Give the following records again in full and without alteration.

TASK INPUT Start Marker

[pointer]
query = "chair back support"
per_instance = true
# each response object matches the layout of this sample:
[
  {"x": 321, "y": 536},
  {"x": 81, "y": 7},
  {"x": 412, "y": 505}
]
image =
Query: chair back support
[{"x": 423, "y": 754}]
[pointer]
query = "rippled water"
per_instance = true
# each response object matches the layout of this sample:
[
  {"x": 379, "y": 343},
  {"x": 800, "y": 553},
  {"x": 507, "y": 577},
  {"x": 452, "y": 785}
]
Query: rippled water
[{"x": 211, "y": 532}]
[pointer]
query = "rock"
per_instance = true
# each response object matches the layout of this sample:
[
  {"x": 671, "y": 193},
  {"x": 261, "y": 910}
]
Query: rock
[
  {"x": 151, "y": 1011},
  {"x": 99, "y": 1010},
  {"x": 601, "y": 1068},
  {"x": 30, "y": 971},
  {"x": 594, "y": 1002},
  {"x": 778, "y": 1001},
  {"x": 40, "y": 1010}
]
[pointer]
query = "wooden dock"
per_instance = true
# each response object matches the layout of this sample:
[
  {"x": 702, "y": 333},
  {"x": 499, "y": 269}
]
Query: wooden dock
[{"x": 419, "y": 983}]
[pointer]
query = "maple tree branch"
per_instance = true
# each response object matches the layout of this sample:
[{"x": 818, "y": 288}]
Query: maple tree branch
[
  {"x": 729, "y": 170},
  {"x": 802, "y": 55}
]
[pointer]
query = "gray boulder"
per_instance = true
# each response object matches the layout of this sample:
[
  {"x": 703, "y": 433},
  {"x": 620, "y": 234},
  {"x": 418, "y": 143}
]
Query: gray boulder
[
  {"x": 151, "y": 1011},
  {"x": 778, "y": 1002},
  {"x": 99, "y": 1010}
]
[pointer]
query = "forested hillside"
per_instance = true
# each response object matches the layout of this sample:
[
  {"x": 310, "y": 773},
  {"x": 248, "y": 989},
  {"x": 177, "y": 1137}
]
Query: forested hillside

TASK INPUT End Marker

* _RESPONSE_
[pointer]
query = "chair back support"
per_instance = true
# each response object matches the layout of this sample:
[
  {"x": 321, "y": 536},
  {"x": 81, "y": 7},
  {"x": 412, "y": 505}
]
image =
Query: chair back support
[{"x": 423, "y": 754}]
[pointer]
query = "rippled water"
per_instance = true
# each response object matches the layout of this sample:
[
  {"x": 379, "y": 343},
  {"x": 800, "y": 553},
  {"x": 507, "y": 577},
  {"x": 452, "y": 785}
]
Query: rippled water
[{"x": 211, "y": 532}]
[pointer]
query = "rock"
per_instance = true
# each response object matches the layout of this sample:
[
  {"x": 671, "y": 193},
  {"x": 261, "y": 910}
]
Query: rock
[
  {"x": 151, "y": 1011},
  {"x": 99, "y": 1010},
  {"x": 601, "y": 1068},
  {"x": 30, "y": 971},
  {"x": 594, "y": 1002},
  {"x": 778, "y": 1001},
  {"x": 40, "y": 1010}
]
[pointer]
query = "wooden dock"
per_instance = true
# each response object matches the layout of this sample:
[
  {"x": 702, "y": 333},
  {"x": 499, "y": 269}
]
Query: wooden dock
[{"x": 419, "y": 983}]
[pointer]
query = "maple tree branch"
per_instance = true
# each response object matches the layout of this sample:
[{"x": 818, "y": 288}]
Query: maple tree branch
[
  {"x": 729, "y": 170},
  {"x": 802, "y": 55}
]
[pointer]
query = "gray boulder"
per_instance = true
# each response object matches the layout of this sample:
[
  {"x": 703, "y": 433},
  {"x": 620, "y": 234},
  {"x": 418, "y": 143}
]
Query: gray boulder
[
  {"x": 151, "y": 1011},
  {"x": 778, "y": 1002},
  {"x": 99, "y": 1010}
]
[pointer]
query = "forested hillside"
per_instance = true
# each response object matches the layout of this sample:
[
  {"x": 310, "y": 773},
  {"x": 248, "y": 989},
  {"x": 177, "y": 1137}
]
Query: forested hillside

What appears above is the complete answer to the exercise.